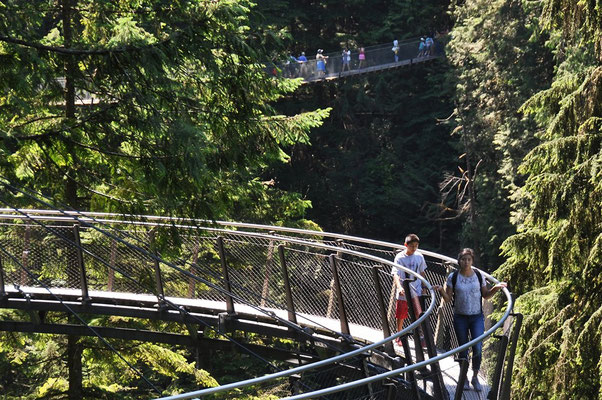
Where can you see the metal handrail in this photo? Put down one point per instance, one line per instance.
(89, 219)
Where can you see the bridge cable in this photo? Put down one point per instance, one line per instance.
(190, 275)
(175, 306)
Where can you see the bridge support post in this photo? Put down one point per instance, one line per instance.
(462, 378)
(438, 384)
(499, 367)
(112, 263)
(339, 293)
(83, 280)
(265, 292)
(383, 311)
(74, 362)
(25, 259)
(410, 375)
(227, 286)
(332, 290)
(157, 267)
(2, 289)
(290, 305)
(195, 260)
(417, 345)
(505, 395)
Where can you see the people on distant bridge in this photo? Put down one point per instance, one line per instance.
(413, 260)
(346, 60)
(422, 48)
(466, 287)
(321, 63)
(362, 58)
(395, 50)
(429, 46)
(302, 60)
(291, 66)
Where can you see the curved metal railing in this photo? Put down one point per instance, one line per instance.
(327, 271)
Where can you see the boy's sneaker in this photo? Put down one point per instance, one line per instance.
(476, 384)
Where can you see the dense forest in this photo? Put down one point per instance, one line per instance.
(497, 146)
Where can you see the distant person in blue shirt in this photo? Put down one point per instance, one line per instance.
(302, 60)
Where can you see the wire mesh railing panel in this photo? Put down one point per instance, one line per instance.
(359, 294)
(254, 270)
(50, 256)
(311, 283)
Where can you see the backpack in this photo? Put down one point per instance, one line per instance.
(455, 279)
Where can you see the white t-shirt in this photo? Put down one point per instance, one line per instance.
(416, 263)
(467, 296)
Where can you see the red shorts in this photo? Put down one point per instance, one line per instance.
(401, 309)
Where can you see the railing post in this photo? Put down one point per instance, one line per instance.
(339, 293)
(381, 306)
(112, 263)
(461, 379)
(292, 316)
(331, 296)
(410, 375)
(265, 292)
(494, 391)
(157, 268)
(25, 259)
(417, 345)
(83, 280)
(191, 280)
(505, 395)
(2, 290)
(227, 286)
(438, 384)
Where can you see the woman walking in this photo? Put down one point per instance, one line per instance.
(466, 287)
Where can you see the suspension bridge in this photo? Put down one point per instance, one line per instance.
(329, 295)
(322, 302)
(377, 58)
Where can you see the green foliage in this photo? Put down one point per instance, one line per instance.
(559, 220)
(181, 121)
(500, 59)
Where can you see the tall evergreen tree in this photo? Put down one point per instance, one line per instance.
(555, 259)
(178, 118)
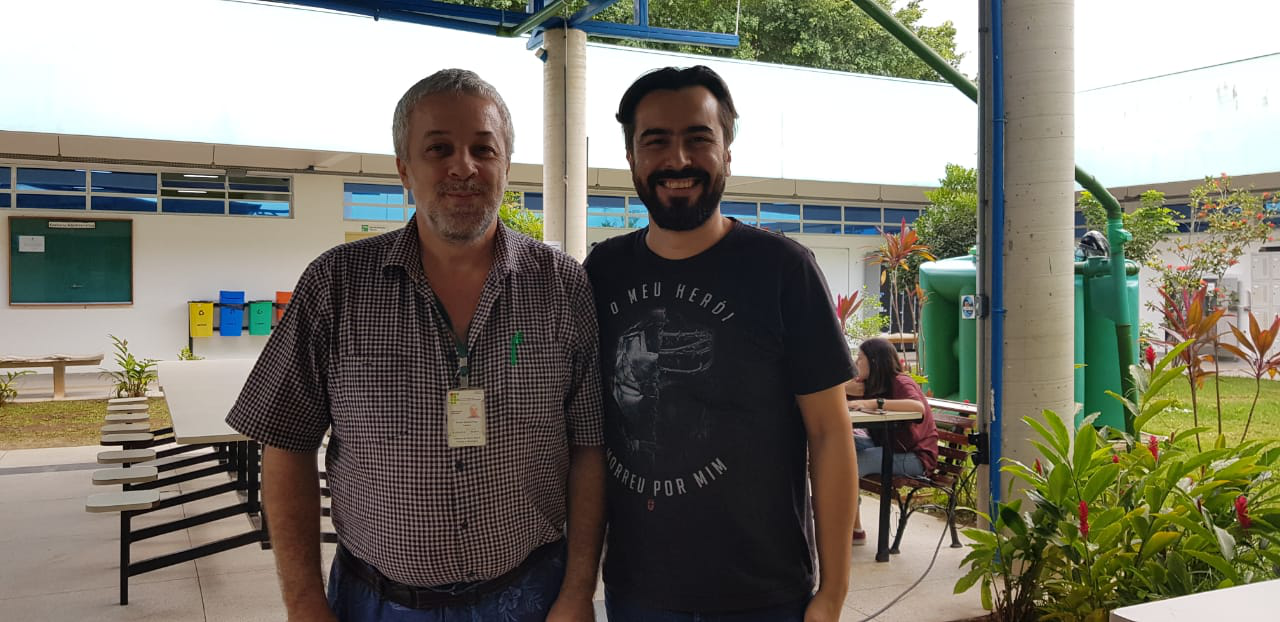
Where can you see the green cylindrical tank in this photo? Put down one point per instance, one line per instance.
(1102, 373)
(947, 332)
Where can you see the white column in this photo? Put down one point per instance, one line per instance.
(565, 141)
(1040, 160)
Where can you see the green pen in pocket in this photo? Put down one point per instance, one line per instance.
(516, 339)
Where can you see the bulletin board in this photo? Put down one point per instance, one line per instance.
(71, 261)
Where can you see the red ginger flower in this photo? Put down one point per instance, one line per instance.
(1242, 511)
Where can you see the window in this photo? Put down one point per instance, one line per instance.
(606, 211)
(50, 188)
(897, 215)
(374, 201)
(225, 195)
(746, 213)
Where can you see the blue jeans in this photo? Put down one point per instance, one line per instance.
(869, 460)
(528, 599)
(622, 609)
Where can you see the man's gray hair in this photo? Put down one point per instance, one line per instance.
(448, 82)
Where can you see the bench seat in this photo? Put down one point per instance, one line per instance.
(122, 501)
(132, 475)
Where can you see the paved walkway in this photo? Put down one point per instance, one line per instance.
(60, 563)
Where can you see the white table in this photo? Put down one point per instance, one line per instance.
(200, 394)
(1244, 602)
(885, 421)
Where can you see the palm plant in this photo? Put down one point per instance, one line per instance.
(1255, 350)
(135, 375)
(7, 389)
(895, 256)
(1191, 319)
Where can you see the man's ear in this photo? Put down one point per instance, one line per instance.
(402, 169)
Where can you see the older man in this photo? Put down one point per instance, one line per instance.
(456, 367)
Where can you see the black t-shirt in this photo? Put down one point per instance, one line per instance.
(705, 447)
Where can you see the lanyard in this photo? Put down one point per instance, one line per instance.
(461, 344)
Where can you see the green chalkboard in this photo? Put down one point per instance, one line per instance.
(71, 261)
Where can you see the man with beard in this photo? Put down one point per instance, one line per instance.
(460, 379)
(749, 366)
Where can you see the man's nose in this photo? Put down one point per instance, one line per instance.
(462, 165)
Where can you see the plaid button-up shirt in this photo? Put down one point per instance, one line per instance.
(365, 351)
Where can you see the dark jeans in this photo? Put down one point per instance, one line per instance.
(622, 609)
(528, 599)
(869, 460)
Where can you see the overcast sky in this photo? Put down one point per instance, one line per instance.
(1124, 40)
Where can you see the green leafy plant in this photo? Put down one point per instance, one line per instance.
(896, 255)
(1188, 316)
(867, 319)
(135, 374)
(1229, 220)
(1255, 350)
(1150, 224)
(7, 389)
(517, 218)
(1119, 520)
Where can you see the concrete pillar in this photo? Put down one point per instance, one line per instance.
(1040, 159)
(565, 141)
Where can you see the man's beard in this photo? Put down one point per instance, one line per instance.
(681, 215)
(465, 223)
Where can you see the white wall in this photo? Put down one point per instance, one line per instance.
(181, 257)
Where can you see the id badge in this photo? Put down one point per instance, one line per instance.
(465, 416)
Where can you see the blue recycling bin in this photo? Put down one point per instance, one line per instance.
(231, 312)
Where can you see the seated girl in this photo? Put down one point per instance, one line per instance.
(881, 384)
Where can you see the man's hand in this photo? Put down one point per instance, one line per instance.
(572, 609)
(824, 607)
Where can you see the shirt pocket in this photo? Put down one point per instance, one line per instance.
(534, 389)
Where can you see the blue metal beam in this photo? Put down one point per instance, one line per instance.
(455, 10)
(394, 14)
(589, 12)
(635, 32)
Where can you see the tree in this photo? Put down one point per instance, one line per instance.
(1150, 224)
(819, 33)
(949, 225)
(1228, 222)
(517, 218)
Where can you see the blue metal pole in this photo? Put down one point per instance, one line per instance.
(997, 246)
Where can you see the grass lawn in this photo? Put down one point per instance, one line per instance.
(71, 422)
(1237, 397)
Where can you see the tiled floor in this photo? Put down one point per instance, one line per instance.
(60, 563)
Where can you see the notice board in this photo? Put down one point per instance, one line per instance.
(71, 261)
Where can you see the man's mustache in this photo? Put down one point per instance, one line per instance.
(686, 173)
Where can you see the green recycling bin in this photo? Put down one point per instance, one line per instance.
(260, 318)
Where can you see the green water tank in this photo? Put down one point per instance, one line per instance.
(949, 353)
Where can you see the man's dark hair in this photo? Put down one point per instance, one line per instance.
(671, 78)
(882, 365)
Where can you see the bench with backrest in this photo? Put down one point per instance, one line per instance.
(954, 421)
(58, 362)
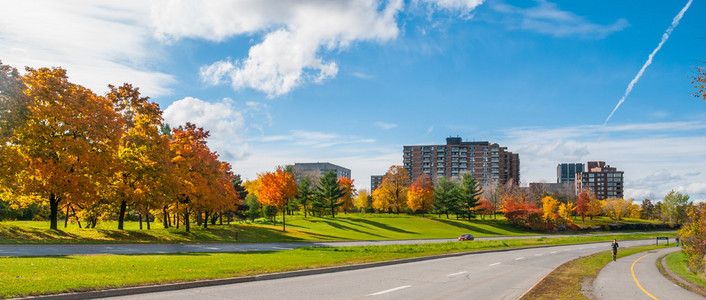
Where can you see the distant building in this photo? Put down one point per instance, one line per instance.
(604, 180)
(319, 169)
(487, 162)
(375, 182)
(566, 172)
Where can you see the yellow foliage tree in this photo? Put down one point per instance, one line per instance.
(549, 207)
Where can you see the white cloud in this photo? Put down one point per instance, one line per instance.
(547, 18)
(653, 162)
(98, 42)
(383, 125)
(222, 119)
(296, 35)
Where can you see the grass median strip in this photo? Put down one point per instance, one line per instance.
(21, 276)
(566, 280)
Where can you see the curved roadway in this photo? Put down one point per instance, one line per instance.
(495, 275)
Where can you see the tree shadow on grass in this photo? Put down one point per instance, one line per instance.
(347, 228)
(382, 226)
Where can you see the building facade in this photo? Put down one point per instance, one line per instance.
(487, 162)
(566, 172)
(603, 180)
(318, 169)
(375, 182)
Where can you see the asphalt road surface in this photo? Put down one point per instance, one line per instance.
(495, 275)
(619, 279)
(82, 249)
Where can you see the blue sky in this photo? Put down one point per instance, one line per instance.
(351, 82)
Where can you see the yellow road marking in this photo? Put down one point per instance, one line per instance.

- [Exercise objective] Print out each record exactly as shown, but keep the pictures out.

- [Worked solution]
Where can you see the metal handrail in this photo? Put down one point per instance, one line per instance.
(89, 219)
Where can you see the bridge cable in this photo? Put down one point per instance, one line per instance.
(190, 275)
(175, 306)
Where can you see the bridge support post in this photo? Put down one point per instance, one line per instance.
(462, 378)
(438, 384)
(499, 367)
(112, 263)
(339, 293)
(83, 280)
(265, 292)
(383, 311)
(74, 362)
(25, 259)
(410, 375)
(227, 286)
(332, 290)
(157, 267)
(2, 289)
(290, 305)
(195, 260)
(417, 345)
(505, 395)
Where can you see the people on distant bridge in this photo? Put down one point per instance, one line per instance.
(413, 260)
(346, 60)
(422, 48)
(466, 287)
(321, 63)
(362, 58)
(395, 50)
(429, 46)
(302, 60)
(291, 66)
Where can you see the curved metal railing in this photo? Put down one point per instance, one line per instance.
(327, 271)
Where can you see the boy's sneaker in this photo? Put down one point per instance, one line per instance.
(476, 384)
Where can you see the dense forest in this photo? Put down one point per instance, one line per instance.
(497, 146)
Where can you see the distant person in blue shirt in this photo? Put down one point per instance, one line per instance.
(302, 60)
Where can you see the wire mesh railing panel in this photo? Put down one point per instance, one line per instance.
(359, 294)
(254, 270)
(50, 256)
(311, 283)
Where can you see the backpack in this photo? Put down one point per instance, one line per instance.
(455, 279)
Where can you see the white t-shirt in this photo? Put down one point per instance, one line per instance.
(416, 263)
(467, 296)
Where can you see the red shorts in this photo? Put down one point per instance, one line per instance.
(401, 309)
Where can you see the railing post in this photo? Put down one point per instance, one line per instance.
(339, 293)
(381, 306)
(112, 263)
(461, 379)
(292, 316)
(331, 296)
(410, 375)
(265, 292)
(494, 391)
(157, 268)
(25, 259)
(417, 345)
(83, 280)
(191, 280)
(505, 395)
(2, 290)
(227, 286)
(438, 384)
Where can you see the woman walking in this photo? Put down one point per instance, one line per instance.
(466, 287)
Where can you see the suspension bridge in this photo? Put down one point per instance, one line per instance.
(329, 295)
(322, 302)
(377, 58)
Where can you see the green foliage in this photo? Put down one point per instance, one line per instance.
(559, 220)
(181, 121)
(500, 59)
Where can you see the tall evergreen tree in this photo? Put down one point per instance, one line per instance.
(555, 259)
(178, 118)
Where can you see the green cylindrical tank in this photo? Put down one point per instance, one line per instance.
(1102, 373)
(947, 332)
Where can you see the white column in this photo? Put down one point per instance, one line per instance.
(565, 141)
(1040, 160)
Where can you see the green pen in pocket in this photo? Put down one point per instance, one line per instance.
(516, 339)
Where can you see the bulletin board in this photo? Put down one point per instance, one line per instance.
(71, 261)
Where can you see the red ginger flower in this photo? Put down one point per instance, one line per instance.
(1242, 511)
Where can you see the window in this photo? Put down one point per instance, one line per instance.
(606, 211)
(50, 188)
(897, 215)
(374, 201)
(225, 195)
(746, 213)
Where can you see the blue jeans in this photo? Put down one point per instance, one line per instance.
(869, 460)
(528, 599)
(622, 609)
Where can you see the man's gray hair in this photo? Put down one point per instance, one line per instance.
(448, 82)
Where can you see the bench seat in this photo? Put down one point per instance, one line per instance.
(122, 501)
(132, 475)
Where can you see the paved walkway in this photo? Put down one point per instance, one line per instance.
(60, 563)
Where can you see the white table in this photo? Put down one point per instance, one line per instance.
(200, 394)
(1244, 602)
(885, 421)
Where can you see the palm plant in this photo? Put down one point per instance, one line per instance.
(1255, 350)
(135, 375)
(7, 389)
(895, 256)
(1191, 319)
Where can you see the man's ear in this photo? Put down one point per instance, one line per instance.
(402, 169)
Where can you see the older man in this photo? Put down one point per instance, one line per instance.
(456, 367)
Where can you see the black t-shirt in this photo? Put down one point per instance, one line per instance.
(705, 447)
Where can you see the lanyard in this photo? Put down one point per instance, one line per instance.
(461, 344)
Where can you see the green chalkboard in this photo? Put down one point per instance, one line per instance.
(71, 261)
Where can you see the man with beard in this photo? Put down one point per instance, one line per instance.
(460, 379)
(749, 366)
Where can you see the man's nose in this photo? Put down one point per instance, one line per instance.
(462, 165)
Where can you see the plaid button-up shirt in this photo? Put down one point per instance, one line per instance.
(365, 351)
Where can you see the dark jeans in this photo? Put down one point per instance, one line per instance.
(622, 609)
(528, 599)
(869, 460)
Where can you see the overcast sky in this photo? Put down one point per instance, one line per instance.
(1124, 40)
Where can you see the green leafy plant in this photo? Put down one point per instance, one line per instance.
(896, 255)
(1188, 316)
(867, 319)
(135, 374)
(1229, 220)
(1255, 350)
(1150, 224)
(7, 389)
(517, 218)
(1119, 520)
Where can you see the concrete pillar in this photo? Put down one point per instance, one line per instance.
(1040, 159)
(565, 141)
Where can you see the man's beard in this photo? Put down one point per instance, one line per instance.
(681, 215)
(465, 223)
Where can you see the white wall in this photo? Put down one point per instance, one line per instance.
(181, 257)
Where can you see the id badge in this photo? Put down one point per instance, one line per instance.
(465, 416)
Where can you see the blue recycling bin in this photo? Put down one point per instance, one line per instance.
(231, 312)
Where can you see the seated girl in this photo? Put down one point per instance, one line per instance.
(881, 384)
Where can you see the man's hand in this photo? Put down one point per instance, one line per instance.
(572, 609)
(824, 607)
Where can you see the shirt pocket in this photo? Put down one point per instance, one line per instance.
(534, 389)
Where can you see the blue metal beam in this photo? Put down one point per instance, one line per instance.
(455, 10)
(394, 14)
(589, 12)
(635, 32)
Where can you see the tree in this photo? Put down one point per instance, one line per instance.
(1150, 224)
(819, 33)
(949, 225)
(1228, 222)
(517, 218)
Where can you see the blue metal pole in this photo? Put down one point per instance, one line per instance.
(997, 246)
Where can you see the grass lawn in this photo? Put down one point per instance, one line per instance.
(71, 422)
(1237, 397)
Where can you see the tiled floor in this photo? Put down one point per instance, one line per instance.
(60, 563)
Where can you see the notice board in this photo? Put down one point per instance, one line per instance.
(71, 261)
Where can you see the man's mustache in this photo? Put down one point per instance, one line per instance.
(686, 173)
Where can you see the green recycling bin in this photo? Put down one point per instance, one line per instance.
(260, 318)
Where can you see the green water tank in this photo? Put down one point per instance, one line per instance.
(949, 353)
Where can you see the man's dark hair in this photo? Put down one point per instance, one line per instance.
(671, 78)
(882, 365)
Where can you see the bench with backrest in this photo? Put down one point per instance, one line per instance.
(954, 421)
(58, 362)
Where can you see the distant building in this photo? Put down one point per instance, one line per instance.
(604, 180)
(319, 169)
(487, 162)
(375, 182)
(566, 172)
Where can you see the yellow foliage tree in this photo? Put down one point per instance, one line per instance.
(549, 207)
Where can you see the white cloud in this photo? Put down one point per instance, one line per instance.
(547, 18)
(653, 162)
(98, 42)
(383, 125)
(222, 119)
(296, 35)
Where can you see the grass median strip in this photo? Put down one point per instance, one line per instance.
(21, 276)
(566, 280)
Where can you see the curved roadway in this photo? Put down one point per instance, one line per instance.
(495, 275)
Where can you see the tree shadow on grass in this photo? Put down one point per instance, one line per instance.
(347, 228)
(382, 226)
Where can you see the building facade in this photo? Put down one point per instance, one line per instance.
(487, 162)
(566, 172)
(603, 180)
(318, 169)
(375, 182)
Where can you see the asphalt road surface in this photo? Put down one point per instance, one line per instance.
(495, 275)
(619, 279)
(82, 249)
Where can you see the blue sky in this photo? Put down one point per instance, one line per instance.
(351, 82)
Where can you see the yellow road marking in this photo? Put down one point per instance, one line per instance.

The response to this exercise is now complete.